## ASSIGNMENT
Transcribe the listing below in full, keeping every line exactly as it is.

★ ★ ★ ★

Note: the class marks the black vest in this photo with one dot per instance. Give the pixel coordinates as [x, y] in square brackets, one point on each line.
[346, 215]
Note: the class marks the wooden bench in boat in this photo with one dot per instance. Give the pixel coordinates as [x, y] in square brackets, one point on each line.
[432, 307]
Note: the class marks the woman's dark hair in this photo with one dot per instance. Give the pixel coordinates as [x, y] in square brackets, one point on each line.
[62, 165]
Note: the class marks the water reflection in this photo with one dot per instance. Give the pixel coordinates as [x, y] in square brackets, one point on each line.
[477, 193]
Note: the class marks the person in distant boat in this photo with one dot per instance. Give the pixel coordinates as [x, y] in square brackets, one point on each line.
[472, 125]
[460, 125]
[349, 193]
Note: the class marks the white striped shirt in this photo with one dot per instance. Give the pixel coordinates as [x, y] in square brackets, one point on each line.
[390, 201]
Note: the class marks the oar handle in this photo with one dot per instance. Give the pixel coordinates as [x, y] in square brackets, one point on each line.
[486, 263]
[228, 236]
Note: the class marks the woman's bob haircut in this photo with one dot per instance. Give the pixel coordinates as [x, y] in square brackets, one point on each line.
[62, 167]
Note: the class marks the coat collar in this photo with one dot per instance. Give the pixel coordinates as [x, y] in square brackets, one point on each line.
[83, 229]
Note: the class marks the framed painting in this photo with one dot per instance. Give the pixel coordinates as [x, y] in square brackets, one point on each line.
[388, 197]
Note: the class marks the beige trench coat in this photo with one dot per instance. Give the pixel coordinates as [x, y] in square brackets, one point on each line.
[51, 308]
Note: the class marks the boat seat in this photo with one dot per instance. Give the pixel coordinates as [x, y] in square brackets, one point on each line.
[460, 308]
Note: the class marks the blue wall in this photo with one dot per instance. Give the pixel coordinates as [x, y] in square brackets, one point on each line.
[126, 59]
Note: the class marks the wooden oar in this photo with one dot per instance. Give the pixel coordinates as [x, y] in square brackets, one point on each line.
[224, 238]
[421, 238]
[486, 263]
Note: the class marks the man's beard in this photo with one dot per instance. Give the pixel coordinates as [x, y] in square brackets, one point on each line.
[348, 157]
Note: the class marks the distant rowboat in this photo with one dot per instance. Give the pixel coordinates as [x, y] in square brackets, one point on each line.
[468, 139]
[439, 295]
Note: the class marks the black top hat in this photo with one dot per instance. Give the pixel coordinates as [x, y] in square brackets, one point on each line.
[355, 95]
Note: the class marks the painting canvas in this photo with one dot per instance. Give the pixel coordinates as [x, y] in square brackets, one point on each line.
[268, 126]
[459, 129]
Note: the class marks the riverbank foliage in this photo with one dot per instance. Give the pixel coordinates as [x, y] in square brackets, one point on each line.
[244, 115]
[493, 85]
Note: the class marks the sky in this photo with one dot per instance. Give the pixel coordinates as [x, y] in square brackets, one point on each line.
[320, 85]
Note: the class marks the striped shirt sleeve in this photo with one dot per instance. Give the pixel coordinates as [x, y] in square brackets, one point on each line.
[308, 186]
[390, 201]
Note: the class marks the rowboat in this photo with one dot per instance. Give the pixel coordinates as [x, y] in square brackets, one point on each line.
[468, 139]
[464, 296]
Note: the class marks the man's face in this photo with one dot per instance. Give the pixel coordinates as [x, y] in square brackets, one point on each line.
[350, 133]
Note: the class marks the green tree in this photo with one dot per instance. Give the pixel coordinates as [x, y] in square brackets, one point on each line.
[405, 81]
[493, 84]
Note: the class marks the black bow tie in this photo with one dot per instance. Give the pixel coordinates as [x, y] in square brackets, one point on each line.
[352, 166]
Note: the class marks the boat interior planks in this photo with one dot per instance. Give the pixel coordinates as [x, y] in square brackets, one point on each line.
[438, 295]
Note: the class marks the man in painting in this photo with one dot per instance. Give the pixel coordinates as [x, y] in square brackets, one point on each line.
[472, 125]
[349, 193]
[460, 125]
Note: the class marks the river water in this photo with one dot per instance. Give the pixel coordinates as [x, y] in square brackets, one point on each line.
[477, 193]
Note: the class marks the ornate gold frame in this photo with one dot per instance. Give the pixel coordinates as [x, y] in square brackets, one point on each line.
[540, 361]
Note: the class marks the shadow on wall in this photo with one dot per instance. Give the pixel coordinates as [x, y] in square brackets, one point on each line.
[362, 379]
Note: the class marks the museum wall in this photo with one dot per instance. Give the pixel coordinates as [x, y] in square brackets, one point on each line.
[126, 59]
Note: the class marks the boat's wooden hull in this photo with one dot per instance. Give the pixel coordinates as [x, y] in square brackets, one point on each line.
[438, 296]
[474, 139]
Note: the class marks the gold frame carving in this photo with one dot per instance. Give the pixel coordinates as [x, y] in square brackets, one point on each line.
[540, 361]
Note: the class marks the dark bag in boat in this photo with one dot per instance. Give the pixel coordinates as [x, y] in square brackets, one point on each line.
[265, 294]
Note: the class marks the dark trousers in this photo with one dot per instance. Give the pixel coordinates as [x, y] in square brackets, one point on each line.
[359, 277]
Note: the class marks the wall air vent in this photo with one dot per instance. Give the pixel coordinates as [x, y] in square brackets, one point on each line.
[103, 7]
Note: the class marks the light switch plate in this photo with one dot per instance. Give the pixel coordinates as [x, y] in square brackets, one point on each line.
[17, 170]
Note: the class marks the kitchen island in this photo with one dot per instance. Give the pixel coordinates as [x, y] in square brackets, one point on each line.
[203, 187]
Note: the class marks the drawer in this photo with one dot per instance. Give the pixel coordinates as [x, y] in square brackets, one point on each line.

★ ★ ★ ★

## SOLUTION FOR THIS PROBLEM
Note: the class marks the black vest in this photo with one dot per instance. Give the pixel coordinates as [x, y] in square brackets, one point on each line.
[346, 215]
Note: the class marks the wooden bench in boat in this photo with one dot per instance. Give the pixel coordinates as [x, y] in square brackets, one point on each line.
[432, 307]
Note: the class marks the woman's dark hair in this photo with one dot per instance. Give the pixel coordinates as [x, y] in square brackets, one point on each line.
[62, 165]
Note: the class marks the water reflection in this photo with one dot per instance. Give the pixel coordinates as [x, y] in square brackets, one point on each line.
[477, 193]
Note: the class marks the person in distant boat in this photo with one dot per instance. Give the pixel coordinates as [x, y] in square brackets, one point on each line.
[472, 125]
[460, 125]
[349, 193]
Note: the class marks the white striped shirt in this photo with one dot per instance. Give the pixel coordinates as [x, y] in square brackets, one point on each line.
[390, 201]
Note: the class marks the oar handle in this photo with one dot per instance. Give the pixel coordinates as [x, y] in square brackets, one point on each line.
[486, 263]
[228, 236]
Note: the class marks the woman's bob haircut in this photo with one dot per instance. Give the pixel coordinates as [x, y] in square brackets, one point on each line.
[62, 167]
Note: the class marks the coat collar in this photo with one dot per instance. Give the pixel coordinates as [x, y] in square brackets, one point on each line.
[83, 229]
Note: the class marks the framed painting in this photo with one dot per instance. Give the pixel coordinates as [x, y] in square brackets, one point on each line.
[388, 197]
Note: the class marks the beige trench coat in this photo with one dot per instance. Give the pixel coordinates as [x, y] in square brackets, one point on each line.
[51, 308]
Note: the class marks the boat seat in this photo with one dot per instance. Give the pixel coordinates as [x, y] in square brackets, one point on each line.
[460, 308]
Note: the class marks the blue wall in this photo with one dot per instance. Give the pixel coordinates as [x, y] in square brackets, one point on each line.
[126, 59]
Note: the class marks the wooden oar in this photo with one dot per instance. Give the pixel coordinates as [x, y] in square brackets, one point on each line.
[224, 238]
[421, 238]
[486, 263]
Note: the class marks the man's beard in this photo with one dot per instance. Give the pixel coordinates as [x, y] in square brackets, one point on each line.
[348, 157]
Note: the class marks the distant rowboat in this photo with one dot per instance. Give the pixel coordinates as [x, y] in square brackets, one point on each line.
[468, 139]
[439, 295]
Note: the class marks the black top hat in this photo with one dot per instance. Give the pixel coordinates as [x, y] in square brackets, one point on each line.
[355, 95]
Note: the class marks the painting canvas in this photo with one dot per instance. Give the pixel coordinates as [x, y] in square brackets, one point on each line.
[268, 126]
[459, 129]
Note: the class marks the riverbank foliage in this photo with one dot per instance. Give the pixel coordinates as [x, y] in square brackets, one point on each line.
[244, 115]
[493, 85]
Note: the class marks the sky in this photo with one dot per instance. Give the pixel coordinates as [x, y] in square brackets, one point on each line.
[320, 85]
Note: the class marks the striped shirt sleeve in this photo with one dot per instance. Give the pixel coordinates as [x, y] in square brackets, one point on each line.
[308, 186]
[390, 201]
Note: the class marks the rowboat in this photo with one dot per instance. Give the pixel coordinates as [x, y] in square brackets, one point on each line.
[468, 139]
[464, 296]
Note: the class marks the man's face in this photo with one dot per instance. Give the pixel coordinates as [x, y] in square brackets, one point on each line.
[350, 133]
Note: the class marks the green tree in this photo with one dot per instance. Give the pixel coordinates as [x, y] in square brackets, one point on each line.
[405, 81]
[493, 84]
Note: the class marks the black bow tie in this photo with one dot per instance. Give the pixel coordinates as [x, y] in square brackets, one point on each line.
[352, 166]
Note: the class marks the boat interior planks in this photo with one dot per instance. Give the pixel coordinates as [x, y] in square brackets, one point on each line.
[438, 295]
Note: the class marks the man in painting in this photo with one dot per instance. Give the pixel coordinates as [x, y] in square brackets, one point on each line.
[472, 125]
[349, 193]
[460, 125]
Note: the class marks the river water in this photo with one dot per instance. Give the pixel coordinates as [x, y] in square brackets, one point on each line.
[477, 193]
Note: the class marks the ornate gold frame in this photo with one dot per instance. Give the pixel coordinates as [x, y] in square brackets, one point on each line.
[540, 361]
Note: the class marks the shadow on wall in this photo with one dot per instance. Give the pixel coordinates as [x, y] in square brackets, one point on each line.
[362, 379]
Note: the class marks the museum wall in this photo with one dot per instance. Give the pixel coordinates as [x, y] in square brackets, one point on each line.
[126, 59]
Note: the class marks the boat's wooden hull in this photo with one dot per instance. Give the pixel coordinates as [x, y] in square brackets, one point on each line.
[438, 296]
[474, 139]
Note: the class marks the gold frame carving in this photo with one dot per instance. Give the pixel coordinates as [x, y] in square brackets, one point on each line.
[540, 361]
Note: the class marks the dark bag in boat in this photo with one dot per instance. Give the pixel coordinates as [x, y] in square brackets, one point on each line.
[265, 294]
Note: the class marks the dark trousers in this photo with one dot per instance. Give the pixel coordinates as [x, y] in square brackets, one point on each line.
[359, 277]
Note: the class marks the wall air vent in this photo with one dot per instance. Give the pixel coordinates as [x, y] in square brackets, one point on each line.
[103, 7]
Note: the class marks the light switch plate in this photo with one dot per instance. Give the pixel coordinates as [x, y] in square brackets, one point on each line.
[17, 170]
Note: the class marks the kitchen island in this photo with one dot per instance. Give the pixel coordinates as [x, y] in square brackets, one point on each line.
[203, 187]
Note: the class marks the drawer in this photo with one dot per instance. Give the pixel coordinates as [x, y] in square brackets, one point on each line.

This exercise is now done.